| Parts of the exercise |
1. Please rewrite the part of the concerto review starting at "I should note" and ending at "want this duplicate.", putting "last movement" in place of "finale".
2. In the concerto review, who revised some passages of the Tchaikovsky concerto?

____ Quoted text

TCHAIKOVSKY: Violin Concerto in D, op. 35. MYASKOVSKY: Violin
Concerto in D minor, op. 44.
Diamonds and rust. I've heard people complaining about the coupling—"Why do we need another Tchaikovsky concerto?"—as if Philips tried to palm off inferior goods and to walk the safe path. I guess it's just not possible to do anything right for such classical-music fans, who apparently have completely forgotten Philips's inclusion of the Myaskovsky. At least it isn't the Mendelssohn.
I might as well confess my guilty secret. Tchaikovsky, one of my favorite composers, wrote my second-favorite violin concerto. I admit he lacks the architectural genius of Brahms, but architecture isn't everything. He gets a raw deal from, I suspect, people who listen to music out of duty, rather than out of sensual pleasure. An unapologetic musical hedonist, if I don't enjoy the grosser aspects of a work, I probably won't bother to investigate the architecture. Who really wants to look at a solidly-built ugly house? In any case, the Tchaikovsky not only rings my chimes but holds together beautifully as well. The composer has nothing to apologize for.
I should note that I've never heard the concerto as Tchaikovsky wrote it. Its first player, Leopold Auer revised some of the passages so the soloist could wow with more brilliant effect, and the so-called "standard edition" makes a number of small cuts in the finale, in the name of reducing repetition. This is the version played here, and on practically every other CD and live performance I've heard.
Of course, there are over 125 recordings of this work out there (I haven't heard all of them, by the way), and I'm sure you have at least one. My favorites include—in no particular orde—Oistrakh, Stern, Heifetz, Mutter, Milstein, Perlman, Bell, Vengerov, and Morini. For those of you who could care less about Myaskovsky, the question becomes whether you want this duplicate.

________
____ Information shown

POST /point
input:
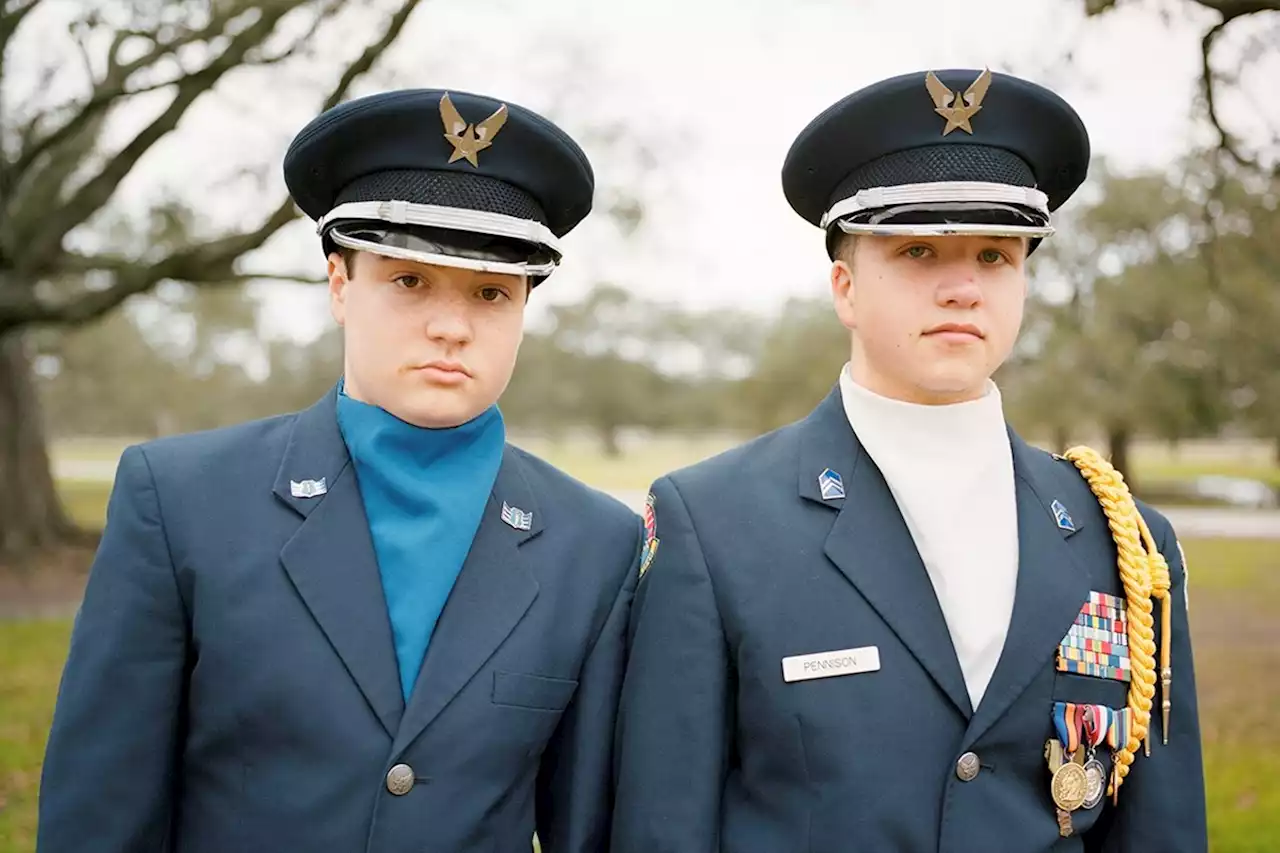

________

| Task results |
1.
I should note that I've never heard the concerto as Tchaikovsky wrote it. Its first player, Leopold Auer revised some of the passages so the soloist could wow with more brilliant effect, and the so-called "standard edition" makes a number of small cuts in the last movement, in the name of reducing repetition. This is the version played here, and on practically every other CD and live performance I've heard.
Of course, there are over 125 recordings of this work out there (I haven't heard all of them, by the way), and I'm sure you have at least one. My favorites include—in no particular orde—Oistrakh, Stern, Heifetz, Mutter, Milstein, Perlman, Bell, Vengerov, and Morini. For those of you who could care less about Myaskovsky, the question becomes whether you want this duplicate.

2. Leopold Auer, its first player.